=== EXTRACTED ENTRIES ===
>> begin

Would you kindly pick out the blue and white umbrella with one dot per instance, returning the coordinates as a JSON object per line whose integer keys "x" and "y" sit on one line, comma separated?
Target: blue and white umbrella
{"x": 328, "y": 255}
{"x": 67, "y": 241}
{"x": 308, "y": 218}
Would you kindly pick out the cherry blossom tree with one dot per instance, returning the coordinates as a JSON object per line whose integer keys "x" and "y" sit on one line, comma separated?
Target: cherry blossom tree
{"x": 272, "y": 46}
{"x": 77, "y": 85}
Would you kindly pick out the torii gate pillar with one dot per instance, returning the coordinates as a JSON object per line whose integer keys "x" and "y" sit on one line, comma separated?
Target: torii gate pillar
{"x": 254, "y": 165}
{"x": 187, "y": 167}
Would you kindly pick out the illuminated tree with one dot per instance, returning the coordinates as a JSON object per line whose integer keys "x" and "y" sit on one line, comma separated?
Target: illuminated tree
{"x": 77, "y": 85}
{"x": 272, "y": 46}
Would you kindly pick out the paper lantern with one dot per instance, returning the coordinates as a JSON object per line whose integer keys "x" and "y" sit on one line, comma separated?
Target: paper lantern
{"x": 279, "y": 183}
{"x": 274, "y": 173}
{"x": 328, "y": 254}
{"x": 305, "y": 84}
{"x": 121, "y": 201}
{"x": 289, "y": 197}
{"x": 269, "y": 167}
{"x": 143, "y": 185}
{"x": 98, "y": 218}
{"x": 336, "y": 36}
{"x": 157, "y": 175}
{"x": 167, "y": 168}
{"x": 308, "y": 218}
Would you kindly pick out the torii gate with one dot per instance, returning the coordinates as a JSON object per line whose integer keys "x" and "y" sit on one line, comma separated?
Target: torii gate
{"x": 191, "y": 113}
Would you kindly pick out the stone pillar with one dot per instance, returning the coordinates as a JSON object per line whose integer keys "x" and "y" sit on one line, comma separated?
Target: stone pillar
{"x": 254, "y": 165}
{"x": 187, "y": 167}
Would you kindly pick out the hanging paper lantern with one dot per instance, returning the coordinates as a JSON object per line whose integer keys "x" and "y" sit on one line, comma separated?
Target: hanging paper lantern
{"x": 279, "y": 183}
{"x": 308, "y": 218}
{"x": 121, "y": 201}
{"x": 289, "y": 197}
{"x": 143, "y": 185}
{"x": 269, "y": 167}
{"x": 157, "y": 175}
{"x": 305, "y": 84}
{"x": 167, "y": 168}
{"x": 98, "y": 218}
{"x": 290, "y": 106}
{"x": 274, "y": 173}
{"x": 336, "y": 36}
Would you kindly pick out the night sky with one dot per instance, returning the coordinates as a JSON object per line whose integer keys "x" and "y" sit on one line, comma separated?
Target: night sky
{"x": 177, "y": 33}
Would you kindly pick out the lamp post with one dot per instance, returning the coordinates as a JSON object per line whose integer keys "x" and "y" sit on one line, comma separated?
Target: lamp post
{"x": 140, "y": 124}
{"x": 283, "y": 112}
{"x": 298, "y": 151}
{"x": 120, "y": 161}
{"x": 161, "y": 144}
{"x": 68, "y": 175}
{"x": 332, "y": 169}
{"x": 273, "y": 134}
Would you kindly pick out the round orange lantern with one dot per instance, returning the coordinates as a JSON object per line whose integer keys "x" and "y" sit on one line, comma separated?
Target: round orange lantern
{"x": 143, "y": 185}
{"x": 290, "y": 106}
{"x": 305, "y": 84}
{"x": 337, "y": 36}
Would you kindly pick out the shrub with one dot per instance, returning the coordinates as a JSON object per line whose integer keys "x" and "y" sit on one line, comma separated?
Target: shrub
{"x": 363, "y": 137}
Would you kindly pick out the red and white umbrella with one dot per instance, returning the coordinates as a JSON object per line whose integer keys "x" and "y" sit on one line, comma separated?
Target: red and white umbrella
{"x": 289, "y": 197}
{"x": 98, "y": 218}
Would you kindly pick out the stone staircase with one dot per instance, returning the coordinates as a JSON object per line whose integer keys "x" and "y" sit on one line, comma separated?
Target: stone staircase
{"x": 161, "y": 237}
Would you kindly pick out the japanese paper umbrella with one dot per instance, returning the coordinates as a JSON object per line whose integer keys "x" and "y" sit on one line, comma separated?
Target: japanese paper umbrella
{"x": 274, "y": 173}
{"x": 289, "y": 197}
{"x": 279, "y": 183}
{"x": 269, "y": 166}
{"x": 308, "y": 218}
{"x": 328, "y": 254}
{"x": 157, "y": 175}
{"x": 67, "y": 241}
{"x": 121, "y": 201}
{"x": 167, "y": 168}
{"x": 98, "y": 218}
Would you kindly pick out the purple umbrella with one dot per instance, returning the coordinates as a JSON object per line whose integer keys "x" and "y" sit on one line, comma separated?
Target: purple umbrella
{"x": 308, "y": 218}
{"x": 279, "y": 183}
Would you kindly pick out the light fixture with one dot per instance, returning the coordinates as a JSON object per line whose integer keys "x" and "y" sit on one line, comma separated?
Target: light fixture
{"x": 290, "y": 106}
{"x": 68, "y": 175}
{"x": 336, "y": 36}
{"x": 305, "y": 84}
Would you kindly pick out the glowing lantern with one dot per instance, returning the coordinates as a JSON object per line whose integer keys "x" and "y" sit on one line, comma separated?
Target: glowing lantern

>> end
>> begin

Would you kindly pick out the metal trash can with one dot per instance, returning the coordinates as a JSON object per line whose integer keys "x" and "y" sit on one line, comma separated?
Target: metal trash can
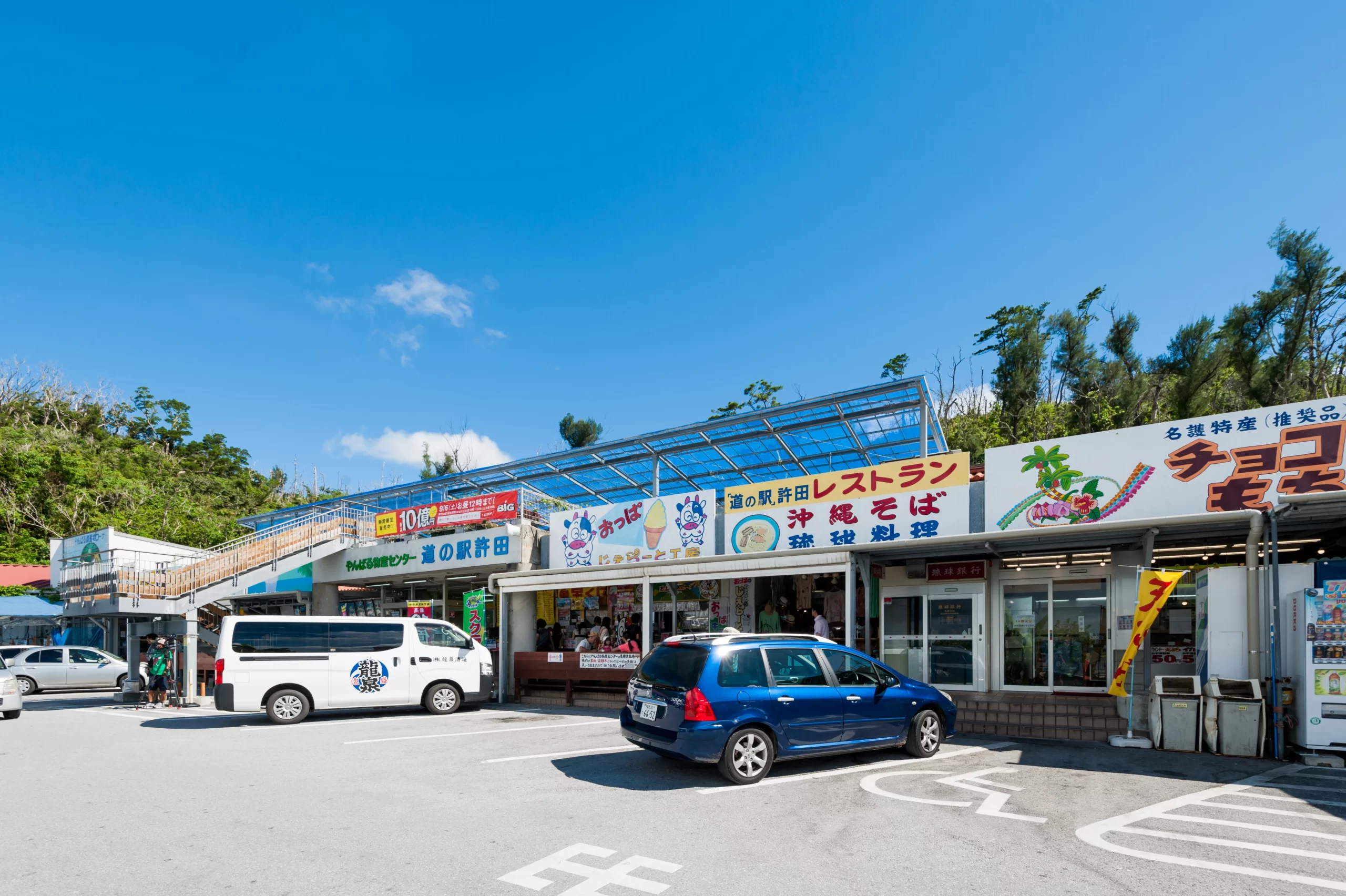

>> end

=== DIRECTION ===
How many lines in the material above contain the string "orange", matching case? Reply with the number alone.

=== PROBLEM SOLUTION ===
2